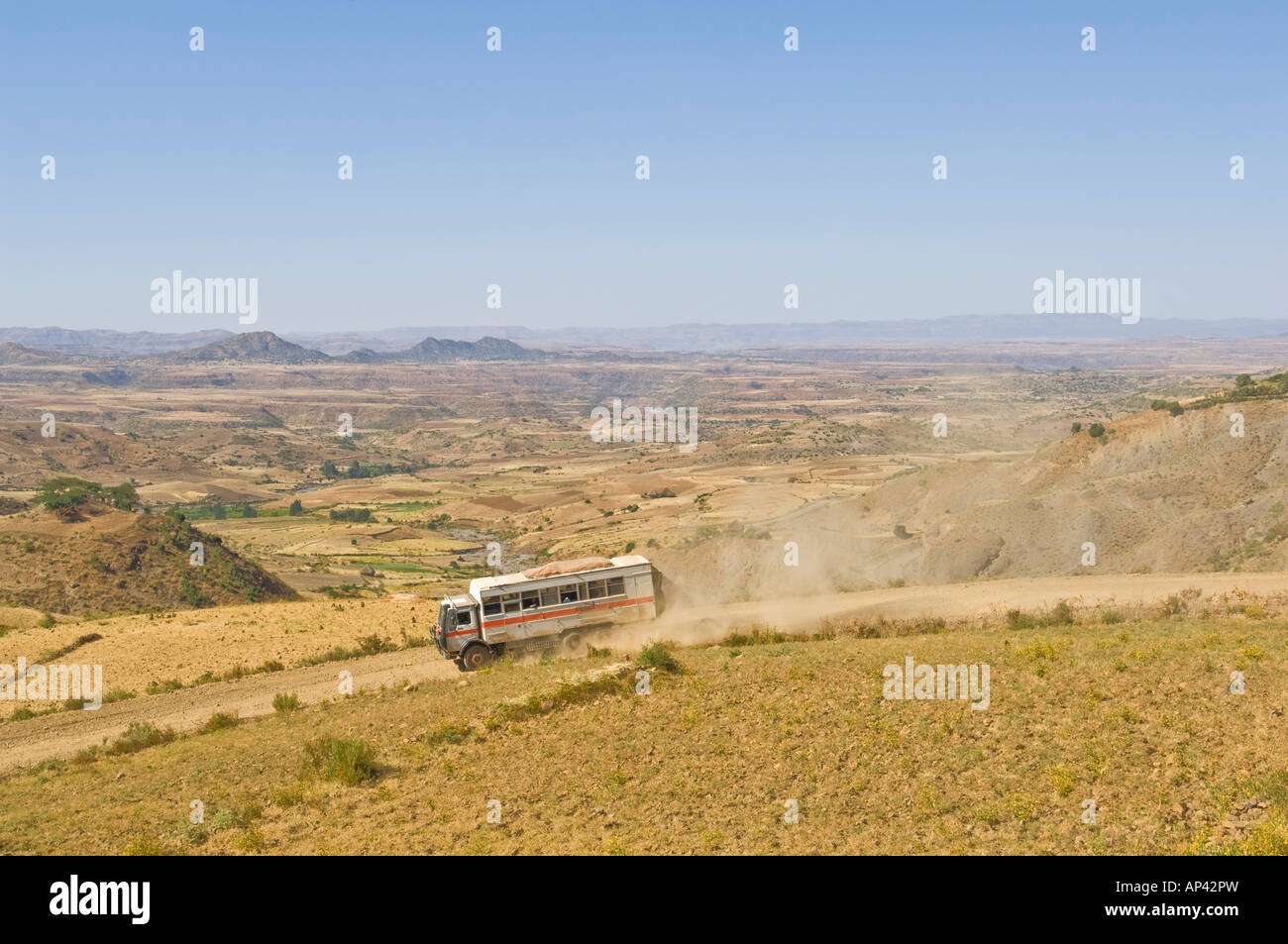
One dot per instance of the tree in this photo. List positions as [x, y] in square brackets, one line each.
[65, 494]
[123, 496]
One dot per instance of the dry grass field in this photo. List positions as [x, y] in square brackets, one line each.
[1109, 682]
[1136, 716]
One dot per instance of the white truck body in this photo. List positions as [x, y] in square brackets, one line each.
[536, 608]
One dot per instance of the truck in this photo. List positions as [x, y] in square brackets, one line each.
[552, 607]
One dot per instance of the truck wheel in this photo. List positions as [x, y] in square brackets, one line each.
[476, 656]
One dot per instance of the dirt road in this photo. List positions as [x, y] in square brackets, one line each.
[63, 733]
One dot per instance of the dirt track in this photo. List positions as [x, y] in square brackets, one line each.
[63, 733]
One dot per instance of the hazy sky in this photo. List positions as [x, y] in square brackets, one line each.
[518, 167]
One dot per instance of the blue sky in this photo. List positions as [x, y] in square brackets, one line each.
[518, 167]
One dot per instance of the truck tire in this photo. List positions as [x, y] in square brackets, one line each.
[475, 657]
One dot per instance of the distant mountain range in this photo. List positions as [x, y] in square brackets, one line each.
[265, 347]
[502, 343]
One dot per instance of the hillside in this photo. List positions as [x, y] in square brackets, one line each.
[434, 351]
[1134, 716]
[252, 347]
[120, 562]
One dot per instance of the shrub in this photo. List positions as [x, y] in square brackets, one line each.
[1019, 620]
[348, 762]
[220, 720]
[140, 736]
[658, 656]
[1060, 614]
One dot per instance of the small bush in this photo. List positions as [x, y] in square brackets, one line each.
[140, 736]
[220, 720]
[1019, 620]
[348, 762]
[1060, 614]
[658, 656]
[449, 733]
[282, 703]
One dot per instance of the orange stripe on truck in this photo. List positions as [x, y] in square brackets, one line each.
[575, 610]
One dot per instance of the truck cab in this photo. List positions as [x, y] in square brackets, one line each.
[458, 633]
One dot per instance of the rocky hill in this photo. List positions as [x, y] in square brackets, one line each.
[121, 562]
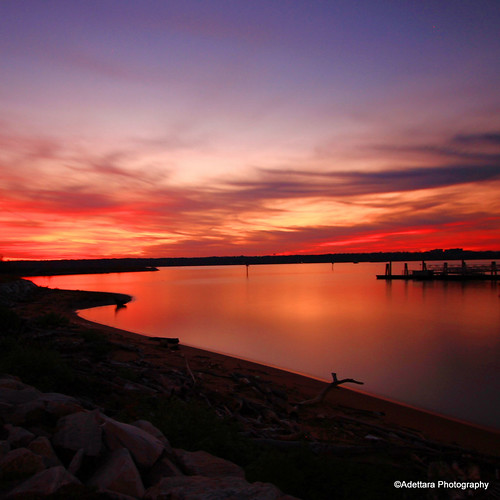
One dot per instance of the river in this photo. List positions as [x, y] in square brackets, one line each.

━━━━━━━━━━━━━━━━━━━━━━━━━━━━━━

=== DEINE AUFGABE ===
Gib die Zeilen der Auflistung als JSON-Liste von Zeichenketten aus, eine Zeichenkette pro Zeile und ohne Leerzeilen. Setze bei der Zeile mit "One dot per instance of the hillside" ein, schließe sie mit ein, höre mit dem Ende der Auflistung auf und lass die Bilder weg.

=== LÖSUNG DER ÜBUNG ===
[
  "One dot per instance of the hillside in this photo. List positions as [x, y] in square brackets, one line each.",
  "[434, 351]",
  "[1134, 716]",
  "[252, 347]",
  "[120, 562]",
  "One dot per instance of the shrub in this photo. List positions as [x, y] in square brackets, one line each.",
  "[1019, 620]",
  "[348, 762]",
  "[220, 720]",
  "[140, 736]",
  "[658, 656]",
  "[1060, 614]",
  "One dot per instance of the small bush in this photo. List positions as [x, y] in square brackets, one line each.",
  "[140, 736]",
  "[220, 720]",
  "[1019, 620]",
  "[348, 762]",
  "[1060, 614]",
  "[658, 656]",
  "[449, 733]",
  "[282, 703]",
  "One dot per instance of the orange stripe on truck in this photo. List positions as [x, y] in square brackets, one line each.",
  "[575, 610]",
  "One dot per instance of the truck cab in this photo. List positions as [x, y] in square brackets, one line each.",
  "[458, 633]",
  "One dot per instance of the rocky hill in this photo. List positions as [x, y] in square brackets, one line each.",
  "[121, 562]",
  "One dot per instance of the river in this photo. List positions as [x, y] in square brackets, one line each."
]